Records
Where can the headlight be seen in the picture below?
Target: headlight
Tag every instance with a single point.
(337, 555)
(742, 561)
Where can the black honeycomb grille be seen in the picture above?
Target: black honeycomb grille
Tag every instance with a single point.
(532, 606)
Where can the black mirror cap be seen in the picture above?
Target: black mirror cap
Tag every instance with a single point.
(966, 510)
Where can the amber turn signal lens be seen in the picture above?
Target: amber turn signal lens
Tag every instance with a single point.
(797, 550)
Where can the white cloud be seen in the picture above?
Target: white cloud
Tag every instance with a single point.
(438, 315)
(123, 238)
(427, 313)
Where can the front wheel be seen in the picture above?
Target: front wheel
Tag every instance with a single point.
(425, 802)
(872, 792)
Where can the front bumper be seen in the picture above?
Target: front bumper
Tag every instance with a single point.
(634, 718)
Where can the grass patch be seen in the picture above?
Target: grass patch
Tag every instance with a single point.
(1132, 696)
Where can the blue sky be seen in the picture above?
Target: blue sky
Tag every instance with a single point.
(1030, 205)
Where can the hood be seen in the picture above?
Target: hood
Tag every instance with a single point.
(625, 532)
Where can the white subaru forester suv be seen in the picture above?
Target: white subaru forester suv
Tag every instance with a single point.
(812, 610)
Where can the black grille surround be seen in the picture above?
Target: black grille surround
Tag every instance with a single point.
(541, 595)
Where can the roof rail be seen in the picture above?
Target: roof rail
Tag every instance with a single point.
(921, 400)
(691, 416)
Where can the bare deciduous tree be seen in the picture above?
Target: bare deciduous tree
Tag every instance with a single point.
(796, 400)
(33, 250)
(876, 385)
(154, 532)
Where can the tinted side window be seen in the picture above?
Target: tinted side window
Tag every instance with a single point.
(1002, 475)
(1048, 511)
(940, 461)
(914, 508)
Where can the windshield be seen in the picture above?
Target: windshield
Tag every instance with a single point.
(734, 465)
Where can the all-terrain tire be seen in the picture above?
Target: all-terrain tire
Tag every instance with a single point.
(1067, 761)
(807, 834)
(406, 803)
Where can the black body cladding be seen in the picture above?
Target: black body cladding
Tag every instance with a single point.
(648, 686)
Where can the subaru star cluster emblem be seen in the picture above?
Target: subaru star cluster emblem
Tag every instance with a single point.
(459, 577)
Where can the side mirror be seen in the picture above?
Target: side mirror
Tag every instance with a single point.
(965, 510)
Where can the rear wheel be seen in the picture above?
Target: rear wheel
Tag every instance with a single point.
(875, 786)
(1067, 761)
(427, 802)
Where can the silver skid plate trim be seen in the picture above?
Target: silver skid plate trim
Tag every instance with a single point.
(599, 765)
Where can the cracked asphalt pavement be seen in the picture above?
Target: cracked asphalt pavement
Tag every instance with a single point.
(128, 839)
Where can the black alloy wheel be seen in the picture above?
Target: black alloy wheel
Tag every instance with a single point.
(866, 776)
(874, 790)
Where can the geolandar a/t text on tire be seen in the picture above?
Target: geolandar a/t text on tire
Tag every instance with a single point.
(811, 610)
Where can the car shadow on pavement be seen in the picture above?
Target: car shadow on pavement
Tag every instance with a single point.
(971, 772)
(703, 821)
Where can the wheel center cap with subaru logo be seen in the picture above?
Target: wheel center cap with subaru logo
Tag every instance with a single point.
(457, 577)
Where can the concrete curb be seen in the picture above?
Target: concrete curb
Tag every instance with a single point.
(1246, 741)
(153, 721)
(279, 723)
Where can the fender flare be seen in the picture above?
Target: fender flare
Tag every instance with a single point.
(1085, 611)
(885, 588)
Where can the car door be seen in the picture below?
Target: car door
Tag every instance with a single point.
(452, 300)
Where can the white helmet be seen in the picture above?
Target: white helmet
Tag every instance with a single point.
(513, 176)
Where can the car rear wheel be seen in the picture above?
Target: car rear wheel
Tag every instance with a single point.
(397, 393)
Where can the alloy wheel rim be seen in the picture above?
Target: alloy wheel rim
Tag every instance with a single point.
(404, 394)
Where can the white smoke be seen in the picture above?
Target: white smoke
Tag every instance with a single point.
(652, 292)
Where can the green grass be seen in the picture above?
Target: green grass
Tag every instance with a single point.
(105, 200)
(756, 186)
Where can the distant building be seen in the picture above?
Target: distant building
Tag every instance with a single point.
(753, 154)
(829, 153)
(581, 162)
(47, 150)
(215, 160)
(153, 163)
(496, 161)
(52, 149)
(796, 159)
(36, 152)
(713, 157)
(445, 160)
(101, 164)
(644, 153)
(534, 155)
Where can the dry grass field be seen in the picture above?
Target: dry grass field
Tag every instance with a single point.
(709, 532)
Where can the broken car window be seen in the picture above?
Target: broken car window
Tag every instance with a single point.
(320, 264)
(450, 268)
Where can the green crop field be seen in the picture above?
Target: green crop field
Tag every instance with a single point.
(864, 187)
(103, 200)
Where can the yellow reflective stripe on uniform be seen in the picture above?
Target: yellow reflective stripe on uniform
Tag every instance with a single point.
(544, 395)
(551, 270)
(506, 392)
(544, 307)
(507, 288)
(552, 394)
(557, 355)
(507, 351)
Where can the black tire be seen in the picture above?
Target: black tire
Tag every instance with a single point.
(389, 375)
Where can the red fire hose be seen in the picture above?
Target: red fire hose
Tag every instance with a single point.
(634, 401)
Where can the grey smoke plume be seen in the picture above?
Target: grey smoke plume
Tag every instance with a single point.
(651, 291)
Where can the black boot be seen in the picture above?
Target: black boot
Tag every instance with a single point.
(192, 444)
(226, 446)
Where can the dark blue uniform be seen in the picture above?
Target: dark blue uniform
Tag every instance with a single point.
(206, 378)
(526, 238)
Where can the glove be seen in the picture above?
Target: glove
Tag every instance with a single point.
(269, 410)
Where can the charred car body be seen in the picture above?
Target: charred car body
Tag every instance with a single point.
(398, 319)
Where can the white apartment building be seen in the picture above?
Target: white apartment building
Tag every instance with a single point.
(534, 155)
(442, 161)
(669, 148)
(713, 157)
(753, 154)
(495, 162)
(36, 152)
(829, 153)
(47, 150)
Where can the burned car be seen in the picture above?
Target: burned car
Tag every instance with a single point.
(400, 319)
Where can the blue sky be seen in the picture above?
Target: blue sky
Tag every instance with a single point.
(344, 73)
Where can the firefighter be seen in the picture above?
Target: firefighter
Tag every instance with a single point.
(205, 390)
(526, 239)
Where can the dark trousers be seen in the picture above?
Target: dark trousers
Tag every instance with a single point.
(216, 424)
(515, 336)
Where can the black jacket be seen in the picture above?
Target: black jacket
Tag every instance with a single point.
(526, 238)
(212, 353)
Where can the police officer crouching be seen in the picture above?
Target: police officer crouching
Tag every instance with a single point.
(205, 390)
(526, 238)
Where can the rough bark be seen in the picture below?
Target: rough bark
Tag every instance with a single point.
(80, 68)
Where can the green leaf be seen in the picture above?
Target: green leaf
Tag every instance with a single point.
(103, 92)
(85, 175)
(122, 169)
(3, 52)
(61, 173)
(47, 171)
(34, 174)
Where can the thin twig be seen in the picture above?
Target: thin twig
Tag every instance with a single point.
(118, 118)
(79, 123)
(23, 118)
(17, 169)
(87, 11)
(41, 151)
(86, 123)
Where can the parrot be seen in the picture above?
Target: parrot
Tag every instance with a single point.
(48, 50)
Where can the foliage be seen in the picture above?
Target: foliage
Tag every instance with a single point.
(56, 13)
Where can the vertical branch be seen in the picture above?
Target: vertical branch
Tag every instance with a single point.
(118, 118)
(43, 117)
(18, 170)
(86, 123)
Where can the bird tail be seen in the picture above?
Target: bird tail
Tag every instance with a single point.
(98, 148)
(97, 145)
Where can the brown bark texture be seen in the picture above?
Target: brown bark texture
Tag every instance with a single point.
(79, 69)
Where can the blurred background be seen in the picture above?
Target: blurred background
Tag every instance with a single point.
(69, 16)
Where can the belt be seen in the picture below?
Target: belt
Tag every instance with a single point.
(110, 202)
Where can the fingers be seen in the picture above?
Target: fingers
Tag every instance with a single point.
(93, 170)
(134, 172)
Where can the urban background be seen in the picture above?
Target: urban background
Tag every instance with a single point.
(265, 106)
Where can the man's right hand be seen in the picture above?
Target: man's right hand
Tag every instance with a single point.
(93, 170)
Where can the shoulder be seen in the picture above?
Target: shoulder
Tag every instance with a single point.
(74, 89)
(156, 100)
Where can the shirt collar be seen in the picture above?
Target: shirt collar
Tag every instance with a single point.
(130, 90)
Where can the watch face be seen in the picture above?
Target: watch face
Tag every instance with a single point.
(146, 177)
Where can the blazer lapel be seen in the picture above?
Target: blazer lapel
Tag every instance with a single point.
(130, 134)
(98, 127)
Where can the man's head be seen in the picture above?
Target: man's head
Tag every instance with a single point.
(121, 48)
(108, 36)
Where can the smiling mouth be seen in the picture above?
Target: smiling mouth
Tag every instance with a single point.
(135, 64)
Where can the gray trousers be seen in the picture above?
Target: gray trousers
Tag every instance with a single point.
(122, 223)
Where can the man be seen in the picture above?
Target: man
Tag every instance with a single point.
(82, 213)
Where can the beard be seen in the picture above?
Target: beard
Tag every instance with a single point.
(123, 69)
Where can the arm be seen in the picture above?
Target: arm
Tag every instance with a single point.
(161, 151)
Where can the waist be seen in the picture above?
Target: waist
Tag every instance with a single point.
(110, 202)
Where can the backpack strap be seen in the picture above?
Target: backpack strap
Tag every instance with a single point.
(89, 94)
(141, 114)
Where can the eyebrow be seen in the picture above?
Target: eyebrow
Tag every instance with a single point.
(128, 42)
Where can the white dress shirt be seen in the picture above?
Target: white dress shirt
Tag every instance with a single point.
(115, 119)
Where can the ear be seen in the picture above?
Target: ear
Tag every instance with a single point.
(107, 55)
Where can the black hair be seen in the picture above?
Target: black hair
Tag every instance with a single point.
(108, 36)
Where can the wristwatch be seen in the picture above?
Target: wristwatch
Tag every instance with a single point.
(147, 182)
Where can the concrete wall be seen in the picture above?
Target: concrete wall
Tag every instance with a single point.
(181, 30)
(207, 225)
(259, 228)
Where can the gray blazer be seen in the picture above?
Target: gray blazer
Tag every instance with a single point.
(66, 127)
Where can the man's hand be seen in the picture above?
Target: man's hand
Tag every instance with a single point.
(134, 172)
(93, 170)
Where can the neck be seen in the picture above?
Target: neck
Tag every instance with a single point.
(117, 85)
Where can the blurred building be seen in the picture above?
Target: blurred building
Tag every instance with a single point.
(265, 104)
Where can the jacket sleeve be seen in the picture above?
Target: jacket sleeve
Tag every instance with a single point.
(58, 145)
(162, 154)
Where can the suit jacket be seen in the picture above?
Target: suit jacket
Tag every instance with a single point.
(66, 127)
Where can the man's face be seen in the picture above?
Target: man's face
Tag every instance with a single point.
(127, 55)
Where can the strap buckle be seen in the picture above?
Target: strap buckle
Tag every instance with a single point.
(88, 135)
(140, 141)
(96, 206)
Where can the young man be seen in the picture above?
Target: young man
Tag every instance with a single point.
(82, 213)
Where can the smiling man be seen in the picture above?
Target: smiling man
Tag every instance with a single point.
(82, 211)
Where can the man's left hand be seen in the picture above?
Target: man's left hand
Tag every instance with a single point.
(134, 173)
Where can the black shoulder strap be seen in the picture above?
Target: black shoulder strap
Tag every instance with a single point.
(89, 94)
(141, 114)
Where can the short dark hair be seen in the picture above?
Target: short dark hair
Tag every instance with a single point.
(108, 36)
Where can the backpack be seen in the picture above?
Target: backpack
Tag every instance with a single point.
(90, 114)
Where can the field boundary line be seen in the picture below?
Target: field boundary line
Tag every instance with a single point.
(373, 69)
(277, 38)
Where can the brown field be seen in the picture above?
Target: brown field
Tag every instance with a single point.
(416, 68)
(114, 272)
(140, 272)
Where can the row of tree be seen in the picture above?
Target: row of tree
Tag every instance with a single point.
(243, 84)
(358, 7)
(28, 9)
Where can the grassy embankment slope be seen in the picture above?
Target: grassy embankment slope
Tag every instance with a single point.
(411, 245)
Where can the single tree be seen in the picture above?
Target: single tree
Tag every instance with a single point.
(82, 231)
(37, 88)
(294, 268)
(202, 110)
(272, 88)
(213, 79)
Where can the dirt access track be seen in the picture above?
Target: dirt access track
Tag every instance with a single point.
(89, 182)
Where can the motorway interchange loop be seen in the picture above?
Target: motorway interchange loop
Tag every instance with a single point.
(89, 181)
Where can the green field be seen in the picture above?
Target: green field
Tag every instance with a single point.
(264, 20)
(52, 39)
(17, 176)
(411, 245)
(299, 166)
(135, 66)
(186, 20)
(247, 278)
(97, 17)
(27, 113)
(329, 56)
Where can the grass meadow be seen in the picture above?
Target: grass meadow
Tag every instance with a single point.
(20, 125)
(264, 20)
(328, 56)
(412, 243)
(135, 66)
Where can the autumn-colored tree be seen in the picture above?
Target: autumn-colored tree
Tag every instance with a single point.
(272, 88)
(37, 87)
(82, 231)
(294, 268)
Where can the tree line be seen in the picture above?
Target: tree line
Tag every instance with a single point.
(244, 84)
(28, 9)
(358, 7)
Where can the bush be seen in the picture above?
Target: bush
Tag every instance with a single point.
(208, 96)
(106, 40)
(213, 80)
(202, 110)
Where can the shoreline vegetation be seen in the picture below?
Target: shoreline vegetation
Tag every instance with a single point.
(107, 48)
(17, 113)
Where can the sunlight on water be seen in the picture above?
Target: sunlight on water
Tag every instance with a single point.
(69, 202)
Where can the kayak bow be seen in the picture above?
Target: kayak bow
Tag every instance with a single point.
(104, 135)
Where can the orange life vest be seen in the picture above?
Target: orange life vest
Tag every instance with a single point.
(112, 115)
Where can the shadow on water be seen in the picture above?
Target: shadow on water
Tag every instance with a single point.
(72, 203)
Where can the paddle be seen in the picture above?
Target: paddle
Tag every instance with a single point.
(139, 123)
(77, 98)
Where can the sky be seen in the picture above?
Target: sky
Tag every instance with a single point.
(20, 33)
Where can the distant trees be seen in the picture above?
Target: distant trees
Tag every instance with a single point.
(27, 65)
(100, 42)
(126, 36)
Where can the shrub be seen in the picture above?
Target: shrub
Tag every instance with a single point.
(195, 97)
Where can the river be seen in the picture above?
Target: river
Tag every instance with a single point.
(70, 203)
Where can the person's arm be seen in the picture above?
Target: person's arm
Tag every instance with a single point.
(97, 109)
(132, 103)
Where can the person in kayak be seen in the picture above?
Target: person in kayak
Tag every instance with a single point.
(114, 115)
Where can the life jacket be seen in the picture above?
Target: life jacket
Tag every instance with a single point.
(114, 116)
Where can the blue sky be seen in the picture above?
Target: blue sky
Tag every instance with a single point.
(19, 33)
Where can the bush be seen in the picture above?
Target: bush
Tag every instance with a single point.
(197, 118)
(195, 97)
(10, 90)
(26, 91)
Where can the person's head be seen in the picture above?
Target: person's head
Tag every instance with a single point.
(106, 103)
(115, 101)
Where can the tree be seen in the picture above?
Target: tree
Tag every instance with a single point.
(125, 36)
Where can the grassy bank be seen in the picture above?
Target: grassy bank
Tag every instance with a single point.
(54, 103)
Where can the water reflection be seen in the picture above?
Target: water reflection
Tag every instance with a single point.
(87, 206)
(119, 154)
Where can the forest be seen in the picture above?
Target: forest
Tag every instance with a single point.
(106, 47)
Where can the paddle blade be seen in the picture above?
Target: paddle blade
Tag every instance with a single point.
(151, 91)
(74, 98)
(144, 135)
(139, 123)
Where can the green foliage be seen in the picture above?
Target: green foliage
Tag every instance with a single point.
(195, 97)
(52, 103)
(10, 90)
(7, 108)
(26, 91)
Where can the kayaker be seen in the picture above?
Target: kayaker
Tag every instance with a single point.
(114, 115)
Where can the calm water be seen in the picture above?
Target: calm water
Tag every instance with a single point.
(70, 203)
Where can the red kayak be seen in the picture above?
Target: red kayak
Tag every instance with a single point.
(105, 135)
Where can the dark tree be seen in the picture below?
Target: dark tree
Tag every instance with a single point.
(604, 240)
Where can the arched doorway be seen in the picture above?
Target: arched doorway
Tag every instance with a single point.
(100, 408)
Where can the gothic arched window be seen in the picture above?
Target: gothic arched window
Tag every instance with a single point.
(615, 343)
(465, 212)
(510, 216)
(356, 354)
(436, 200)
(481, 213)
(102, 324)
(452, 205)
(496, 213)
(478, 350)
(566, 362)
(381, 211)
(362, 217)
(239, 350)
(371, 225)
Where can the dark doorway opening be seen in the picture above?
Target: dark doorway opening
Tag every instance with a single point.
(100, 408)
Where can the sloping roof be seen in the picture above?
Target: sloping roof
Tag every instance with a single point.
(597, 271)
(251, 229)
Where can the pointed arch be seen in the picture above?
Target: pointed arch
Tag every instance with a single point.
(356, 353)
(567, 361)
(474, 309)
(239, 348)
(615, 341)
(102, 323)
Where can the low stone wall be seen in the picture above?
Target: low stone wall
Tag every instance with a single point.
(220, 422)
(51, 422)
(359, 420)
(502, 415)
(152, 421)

Task instructions
Reproduce the stretch of the listing from the line containing "Where can the red kayak" through the end of the listing, keeping every line unchanged.

Result for this exercise
Where can the red kayak be seen in the picture above?
Target: red kayak
Tag every instance with a single point.
(105, 135)
Where can the dark tree be seen in the picture below?
Target: dark tree
Tag every instance with a single point.
(604, 240)
Where can the arched doorway be seen in the picture above?
Target: arched doorway
Tag every instance with a single point.
(100, 408)
Where can the gothic arched window be seen in the picture above?
Target: gothic arched window
Tag every instance with a single point.
(615, 343)
(465, 212)
(510, 216)
(356, 354)
(436, 200)
(481, 213)
(102, 324)
(452, 205)
(496, 213)
(478, 350)
(566, 362)
(381, 211)
(362, 217)
(239, 350)
(371, 225)
Where can the dark doorway opening be seen in the picture above?
Target: dark doorway opening
Tag every instance with a single point.
(100, 408)
Where can the sloping roof be seen in the picture above?
Target: sloping roof
Tag every instance with a single point.
(597, 271)
(251, 229)
Where can the pointed arch be seen in the picture above?
Target: pointed arch
Tag every instance with a single point.
(356, 353)
(567, 361)
(474, 309)
(239, 348)
(615, 341)
(102, 323)
Where can the low stone wall be seen in the picture above?
Target: low stone wall
Tag every instance with a single point.
(220, 422)
(51, 422)
(359, 420)
(502, 415)
(152, 421)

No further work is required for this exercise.